Please arrange the records below as a JSON list of strings, one string per line. Include everything from the line containing "# point at: dirt patch" down to the line containing "(1242, 686)", both of those lines included, and skip blank lines and the pictures.

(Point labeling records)
## Begin

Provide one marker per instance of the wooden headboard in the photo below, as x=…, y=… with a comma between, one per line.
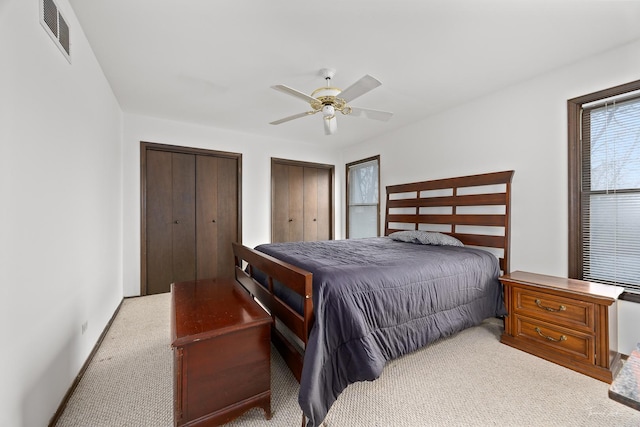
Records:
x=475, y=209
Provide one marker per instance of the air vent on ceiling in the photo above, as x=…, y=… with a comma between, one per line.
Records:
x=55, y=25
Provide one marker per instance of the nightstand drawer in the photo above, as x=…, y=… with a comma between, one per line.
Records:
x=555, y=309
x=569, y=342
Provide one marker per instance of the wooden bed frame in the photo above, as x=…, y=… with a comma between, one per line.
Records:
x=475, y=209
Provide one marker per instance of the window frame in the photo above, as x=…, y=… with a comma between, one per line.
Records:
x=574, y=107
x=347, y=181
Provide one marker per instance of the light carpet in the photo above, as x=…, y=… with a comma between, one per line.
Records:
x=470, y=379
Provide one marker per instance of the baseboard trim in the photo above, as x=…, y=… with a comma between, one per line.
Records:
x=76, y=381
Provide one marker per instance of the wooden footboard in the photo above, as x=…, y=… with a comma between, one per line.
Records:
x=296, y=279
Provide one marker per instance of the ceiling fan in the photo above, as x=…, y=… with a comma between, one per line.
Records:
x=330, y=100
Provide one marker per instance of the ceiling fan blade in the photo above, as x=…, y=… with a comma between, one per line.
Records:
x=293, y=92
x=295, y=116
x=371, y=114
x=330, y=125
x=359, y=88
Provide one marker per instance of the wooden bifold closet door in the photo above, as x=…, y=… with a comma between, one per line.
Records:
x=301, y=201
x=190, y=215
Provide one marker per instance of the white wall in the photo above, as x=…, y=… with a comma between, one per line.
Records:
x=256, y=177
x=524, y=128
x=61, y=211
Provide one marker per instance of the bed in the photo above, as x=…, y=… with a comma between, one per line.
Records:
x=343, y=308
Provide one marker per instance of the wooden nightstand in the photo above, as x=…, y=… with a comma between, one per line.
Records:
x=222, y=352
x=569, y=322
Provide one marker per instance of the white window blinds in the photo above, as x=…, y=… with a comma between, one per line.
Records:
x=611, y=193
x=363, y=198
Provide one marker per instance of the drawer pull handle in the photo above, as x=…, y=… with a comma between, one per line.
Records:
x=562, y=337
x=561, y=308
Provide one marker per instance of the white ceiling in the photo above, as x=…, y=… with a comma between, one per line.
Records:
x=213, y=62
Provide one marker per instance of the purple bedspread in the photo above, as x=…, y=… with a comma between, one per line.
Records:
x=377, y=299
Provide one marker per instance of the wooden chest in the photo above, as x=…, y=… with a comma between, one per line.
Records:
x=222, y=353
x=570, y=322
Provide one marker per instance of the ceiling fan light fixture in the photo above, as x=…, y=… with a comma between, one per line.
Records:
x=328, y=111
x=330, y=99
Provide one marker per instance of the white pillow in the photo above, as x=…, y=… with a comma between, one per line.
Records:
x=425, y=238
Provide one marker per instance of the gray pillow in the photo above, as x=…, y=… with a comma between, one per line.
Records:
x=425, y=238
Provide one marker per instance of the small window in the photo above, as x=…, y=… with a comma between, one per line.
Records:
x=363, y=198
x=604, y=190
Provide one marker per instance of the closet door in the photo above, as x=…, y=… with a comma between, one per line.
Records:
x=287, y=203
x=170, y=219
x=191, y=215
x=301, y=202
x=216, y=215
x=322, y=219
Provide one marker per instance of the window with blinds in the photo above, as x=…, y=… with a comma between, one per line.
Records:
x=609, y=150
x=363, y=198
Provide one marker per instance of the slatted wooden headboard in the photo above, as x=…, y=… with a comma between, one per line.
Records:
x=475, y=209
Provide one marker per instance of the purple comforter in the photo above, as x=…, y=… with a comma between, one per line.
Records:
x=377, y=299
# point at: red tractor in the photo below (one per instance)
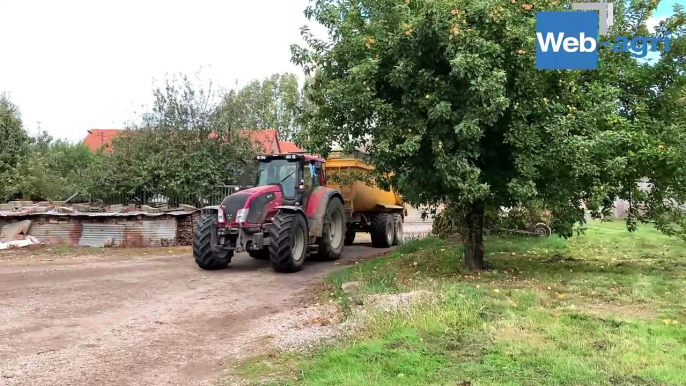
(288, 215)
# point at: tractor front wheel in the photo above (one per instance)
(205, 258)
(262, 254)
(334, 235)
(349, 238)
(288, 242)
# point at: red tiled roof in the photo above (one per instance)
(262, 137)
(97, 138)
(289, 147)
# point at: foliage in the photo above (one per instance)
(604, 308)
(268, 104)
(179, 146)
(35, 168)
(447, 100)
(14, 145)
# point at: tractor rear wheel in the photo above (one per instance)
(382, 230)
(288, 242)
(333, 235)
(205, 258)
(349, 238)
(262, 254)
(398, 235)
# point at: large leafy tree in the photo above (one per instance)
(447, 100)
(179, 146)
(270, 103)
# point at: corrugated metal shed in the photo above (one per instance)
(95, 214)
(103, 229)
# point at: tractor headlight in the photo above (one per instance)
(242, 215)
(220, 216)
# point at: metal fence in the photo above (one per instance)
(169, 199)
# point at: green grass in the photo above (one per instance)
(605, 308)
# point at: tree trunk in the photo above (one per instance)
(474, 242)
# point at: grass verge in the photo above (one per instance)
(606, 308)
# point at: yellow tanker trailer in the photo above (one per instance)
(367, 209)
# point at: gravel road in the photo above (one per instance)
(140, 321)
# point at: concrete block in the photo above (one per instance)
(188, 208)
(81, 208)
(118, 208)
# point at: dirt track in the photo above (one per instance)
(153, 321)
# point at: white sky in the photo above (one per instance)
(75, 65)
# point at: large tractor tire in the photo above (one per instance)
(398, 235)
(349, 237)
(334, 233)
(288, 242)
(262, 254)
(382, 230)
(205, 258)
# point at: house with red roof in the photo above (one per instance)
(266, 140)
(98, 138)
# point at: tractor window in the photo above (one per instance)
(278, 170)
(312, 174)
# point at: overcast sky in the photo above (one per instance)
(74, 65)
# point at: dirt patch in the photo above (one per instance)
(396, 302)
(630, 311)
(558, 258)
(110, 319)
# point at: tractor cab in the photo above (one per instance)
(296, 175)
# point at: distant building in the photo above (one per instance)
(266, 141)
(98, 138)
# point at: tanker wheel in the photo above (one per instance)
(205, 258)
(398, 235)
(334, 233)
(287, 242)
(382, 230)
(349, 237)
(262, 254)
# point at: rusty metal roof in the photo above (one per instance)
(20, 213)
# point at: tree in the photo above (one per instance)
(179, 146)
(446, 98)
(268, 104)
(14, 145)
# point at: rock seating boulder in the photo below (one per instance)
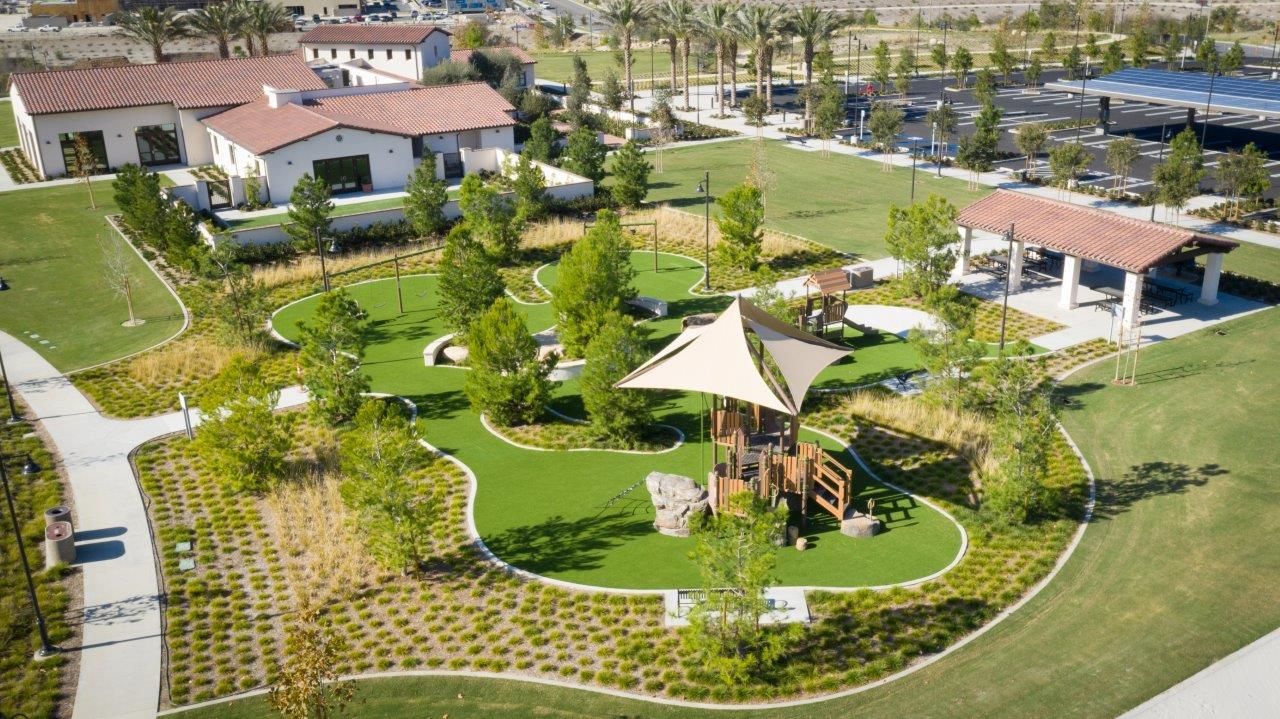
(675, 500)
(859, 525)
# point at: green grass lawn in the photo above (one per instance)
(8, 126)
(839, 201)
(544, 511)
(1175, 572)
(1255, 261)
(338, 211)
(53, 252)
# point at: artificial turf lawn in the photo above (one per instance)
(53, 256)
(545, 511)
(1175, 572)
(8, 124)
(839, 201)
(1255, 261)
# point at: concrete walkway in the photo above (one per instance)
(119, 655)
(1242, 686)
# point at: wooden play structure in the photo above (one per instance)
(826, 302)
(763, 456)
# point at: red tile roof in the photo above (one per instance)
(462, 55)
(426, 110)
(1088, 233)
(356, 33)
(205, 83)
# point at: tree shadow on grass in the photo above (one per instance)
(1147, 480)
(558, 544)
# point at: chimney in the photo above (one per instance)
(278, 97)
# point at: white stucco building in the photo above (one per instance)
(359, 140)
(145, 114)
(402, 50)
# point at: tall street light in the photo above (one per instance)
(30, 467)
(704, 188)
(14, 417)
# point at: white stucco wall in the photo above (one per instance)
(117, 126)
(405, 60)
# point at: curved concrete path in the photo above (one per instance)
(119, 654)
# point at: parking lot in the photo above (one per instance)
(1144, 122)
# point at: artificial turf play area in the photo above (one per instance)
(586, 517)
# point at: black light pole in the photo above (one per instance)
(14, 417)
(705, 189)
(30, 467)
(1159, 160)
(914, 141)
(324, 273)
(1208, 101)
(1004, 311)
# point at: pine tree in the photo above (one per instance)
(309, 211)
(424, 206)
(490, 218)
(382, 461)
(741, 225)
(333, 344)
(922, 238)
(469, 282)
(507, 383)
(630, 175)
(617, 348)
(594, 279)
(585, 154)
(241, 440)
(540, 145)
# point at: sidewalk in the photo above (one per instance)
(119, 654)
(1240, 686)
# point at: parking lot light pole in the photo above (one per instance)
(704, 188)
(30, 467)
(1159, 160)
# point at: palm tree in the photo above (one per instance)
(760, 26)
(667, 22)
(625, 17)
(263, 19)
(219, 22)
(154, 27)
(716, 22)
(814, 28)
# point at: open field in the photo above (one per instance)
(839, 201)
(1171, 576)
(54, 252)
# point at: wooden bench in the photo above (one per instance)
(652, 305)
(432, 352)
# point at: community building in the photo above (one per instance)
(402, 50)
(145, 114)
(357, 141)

## End

* **Written reply**
[
  "# point at: dirt patch in the photo above (one per instance)",
  "(396, 302)",
  "(630, 311)",
  "(558, 258)",
  "(110, 319)",
  "# point at: tractor cab in the photo above (one per instance)",
  "(296, 175)",
  "# point at: distant building in the photo above (one per instance)",
  "(266, 141)",
  "(98, 138)",
  "# point at: tanker wheel in the photo above (one per instance)",
  "(205, 258)",
  "(398, 235)",
  "(334, 233)",
  "(287, 242)",
  "(382, 230)",
  "(349, 237)",
  "(262, 254)",
  "# point at: rusty metal roof in the photo above (one per instance)",
  "(20, 213)",
  "# point at: tree in the photo above (one per instance)",
  "(179, 146)",
  "(446, 98)",
  "(268, 104)",
  "(14, 145)",
  "# point at: rock seating boulder in the photo below (one per instance)",
  "(675, 500)",
  "(859, 525)",
  "# point at: green grass lawn in the photo above (one per instance)",
  "(8, 126)",
  "(839, 201)",
  "(544, 511)",
  "(1175, 572)",
  "(1255, 261)",
  "(338, 211)",
  "(53, 252)",
  "# point at: artificial turf lawn in the photo above (one per instance)",
  "(53, 256)",
  "(545, 511)",
  "(1175, 572)",
  "(8, 124)",
  "(839, 201)",
  "(1255, 261)",
  "# point at: concrete walkway in the photo above (one per instance)",
  "(119, 655)",
  "(1242, 686)"
]